Position identification records:
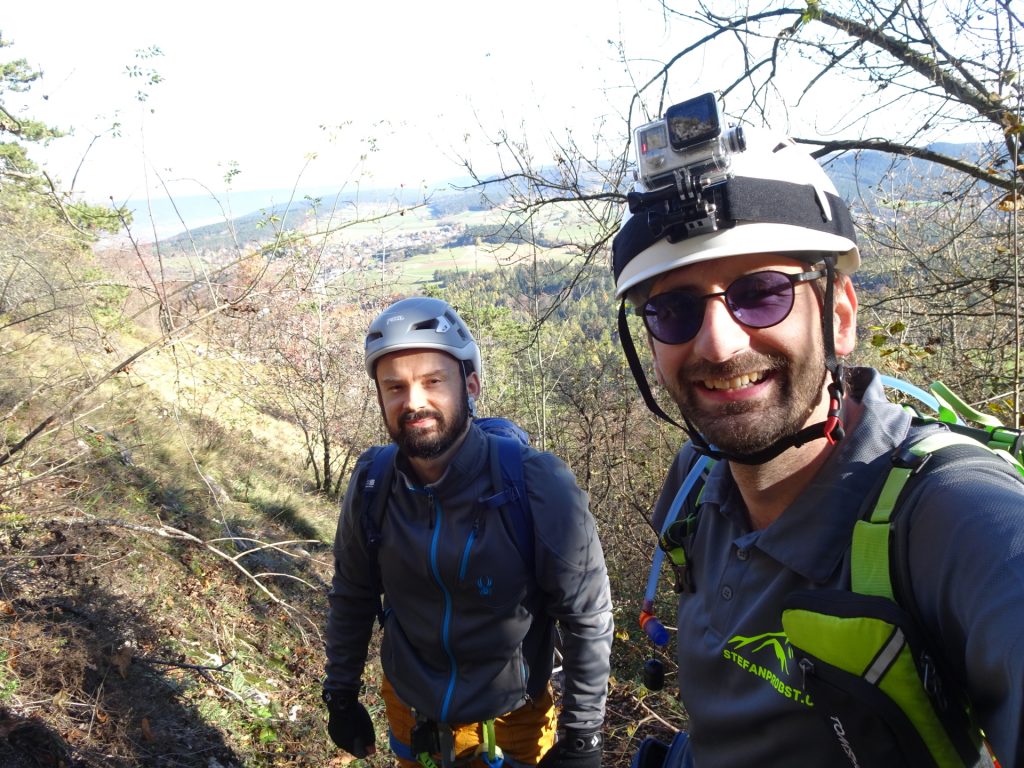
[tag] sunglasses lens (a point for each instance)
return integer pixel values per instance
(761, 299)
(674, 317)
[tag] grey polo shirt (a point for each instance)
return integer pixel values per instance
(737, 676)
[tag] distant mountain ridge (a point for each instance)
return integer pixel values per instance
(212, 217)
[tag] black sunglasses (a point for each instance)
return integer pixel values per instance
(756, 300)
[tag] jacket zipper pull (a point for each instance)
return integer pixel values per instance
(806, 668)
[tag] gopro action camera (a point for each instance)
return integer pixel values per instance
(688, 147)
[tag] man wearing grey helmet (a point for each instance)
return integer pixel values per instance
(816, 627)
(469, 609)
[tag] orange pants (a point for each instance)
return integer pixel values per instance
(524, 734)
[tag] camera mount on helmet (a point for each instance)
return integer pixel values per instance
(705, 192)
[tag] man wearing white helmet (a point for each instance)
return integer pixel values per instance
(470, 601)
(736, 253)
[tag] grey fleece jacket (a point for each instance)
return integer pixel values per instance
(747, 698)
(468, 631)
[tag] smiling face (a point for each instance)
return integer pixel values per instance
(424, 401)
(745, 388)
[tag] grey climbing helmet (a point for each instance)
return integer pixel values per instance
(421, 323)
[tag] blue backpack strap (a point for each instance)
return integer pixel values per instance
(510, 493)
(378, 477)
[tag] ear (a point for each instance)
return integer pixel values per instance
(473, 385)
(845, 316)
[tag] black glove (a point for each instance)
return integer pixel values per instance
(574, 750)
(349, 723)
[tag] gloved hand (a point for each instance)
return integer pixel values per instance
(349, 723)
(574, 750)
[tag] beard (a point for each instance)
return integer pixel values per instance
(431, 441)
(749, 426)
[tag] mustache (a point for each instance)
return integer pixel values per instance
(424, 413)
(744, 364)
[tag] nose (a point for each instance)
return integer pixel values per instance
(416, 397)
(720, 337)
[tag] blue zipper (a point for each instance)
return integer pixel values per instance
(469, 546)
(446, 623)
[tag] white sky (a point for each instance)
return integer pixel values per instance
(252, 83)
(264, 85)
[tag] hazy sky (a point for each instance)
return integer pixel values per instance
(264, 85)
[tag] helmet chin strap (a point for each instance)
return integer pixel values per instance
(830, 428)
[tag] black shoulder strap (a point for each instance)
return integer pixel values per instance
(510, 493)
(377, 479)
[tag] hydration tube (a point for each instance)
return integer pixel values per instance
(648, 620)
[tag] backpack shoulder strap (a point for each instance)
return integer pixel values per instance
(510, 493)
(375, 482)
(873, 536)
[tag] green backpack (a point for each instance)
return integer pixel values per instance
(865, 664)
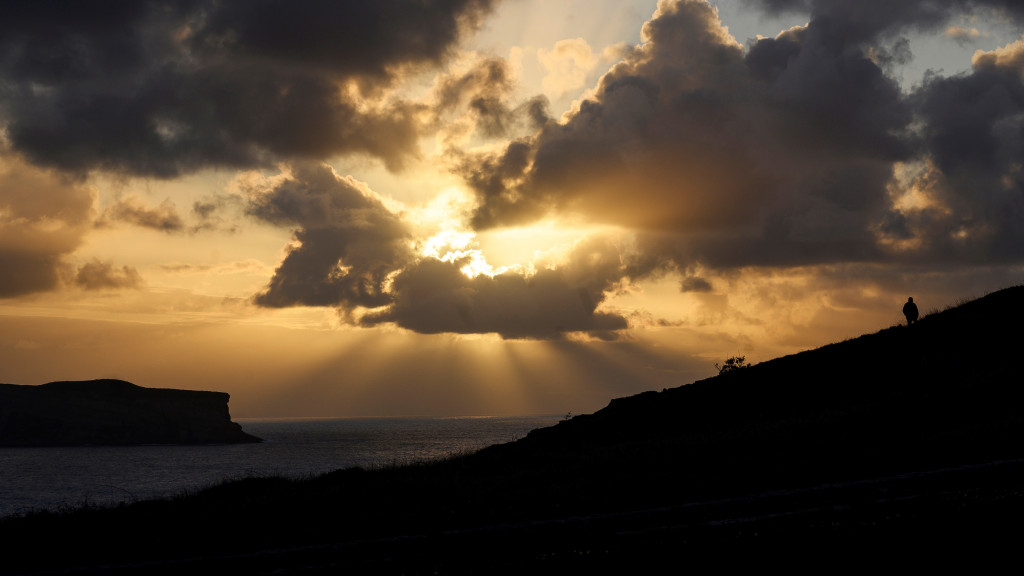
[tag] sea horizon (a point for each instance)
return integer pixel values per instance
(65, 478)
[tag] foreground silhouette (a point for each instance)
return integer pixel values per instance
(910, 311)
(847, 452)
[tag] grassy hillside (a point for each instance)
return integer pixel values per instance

→ Problem to work on
Swap "integer pixel values" for "whole-number pixel coordinates" throughout the listing above, keeping every other part the same. Omit the picture lines from your answer.

→ Final result
[tag] sunglasses lens (a point for each instance)
return whole-number pixel coordinates per instance
(761, 299)
(674, 317)
[tag] grey polo shirt (a point for each instance)
return whole-number pixel coordinates per instance
(737, 676)
[tag] distant mountain ridge (a point for each instance)
return whole-number pixel coordinates per instance
(212, 217)
[tag] black sunglasses (a point for each instance)
return whole-number pixel coordinates per instance
(756, 300)
[tag] jacket zipper pull (a point for each instance)
return whole-number pixel coordinates per instance
(806, 668)
[tag] gopro action camera (a point for each instance)
return whole-number pixel coordinates per instance
(688, 147)
[tag] man wearing grey helmet (a point for each instance)
return whole-number pixel coordinates per instance
(816, 627)
(469, 609)
[tag] orange pants (a point for each instance)
return whole-number pixel coordinates per instance
(524, 734)
[tag] camera mount on helmet (a point for each instance)
return whole-number pixel coordinates per instance
(705, 192)
[tag] man wearing white helmet (a point for each instance)
return whole-number pixel coordinates per instance
(470, 601)
(736, 253)
[tag] grey fleece jacket (a point for each instance)
return whole-number pixel coordinates per instance
(747, 698)
(468, 631)
[tag] smiling face (a point for each instance)
return whole-number pixel coordinates per instance
(424, 401)
(745, 388)
[tag] grey climbing helmet (a point for each instance)
return whole-number pixel coordinates per instance
(421, 323)
[tag] blue backpack strap (a point for each instance)
return whole-number pixel coordinates per instance
(510, 493)
(378, 477)
[tag] ear (a point for each instance)
return whole-number pixel coordinates per instance
(473, 385)
(845, 316)
[tag] black glove (a point for each instance)
return whole-number pixel coordinates per instance
(574, 750)
(349, 723)
[tag] gloved hand (a point for each instance)
return whole-number pixel coordinates per instance
(349, 723)
(574, 750)
[tag] beard (a point for each instance)
return whole-number pixel coordinates per instance
(431, 441)
(749, 426)
[tag] mustache (a point for each instance)
return whole-number pixel coordinates per instance
(424, 413)
(744, 364)
[tag] nose (a point for each instance)
return whole-number pixel coordinates per instance
(416, 397)
(720, 337)
[tag] blue zipper (a point for each instance)
return whole-number pixel coordinates per instance
(469, 546)
(446, 623)
[tag] white sky (a point for each instance)
return whole-number pixel coordinates per instance
(252, 83)
(264, 85)
[tag] hazy sky (a point for each instance)
return whole-number pixel coordinates per instance
(264, 85)
[tag] helmet chin strap (a point for each instance)
return whole-number pixel coordinates per instance
(830, 428)
[tag] black shoulder strap (a point for each instance)
return whole-number pixel coordinates per instance
(510, 493)
(377, 479)
[tag] hydration tube (a point for each instance)
return whole-number pixel coordinates per instance
(648, 620)
[tag] backpack shoulder strap (a point for each instance)
return whole-number pixel coordinates per instance
(510, 493)
(375, 482)
(873, 536)
[tag] green backpack (a point for each instance)
return whole-number pixel coordinates per instance
(865, 664)
[tag] sea horizon (a point for each instance)
return whole-number pixel coordinates per instance
(65, 478)
[tag] foreground silhouette (a point for each instance)
return whole-number pixel coordinates per instance
(910, 311)
(847, 452)
[tag] grassy hillside (a point for each instance)
return whole-number pixel coordinates per instance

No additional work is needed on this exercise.